| DATASET ROWS |
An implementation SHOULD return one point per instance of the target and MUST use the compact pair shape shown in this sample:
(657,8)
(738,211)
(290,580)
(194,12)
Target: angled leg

| OBJECTIVE |
Transcribe the whole listing with nothing added or left out.

| RESPONSE FOR THIS EXERCISE |
An implementation SHOULD return one point per instance of the target and MUST use the compact pair shape shown in this sample:
(657,8)
(738,211)
(290,580)
(194,12)
Target: angled leg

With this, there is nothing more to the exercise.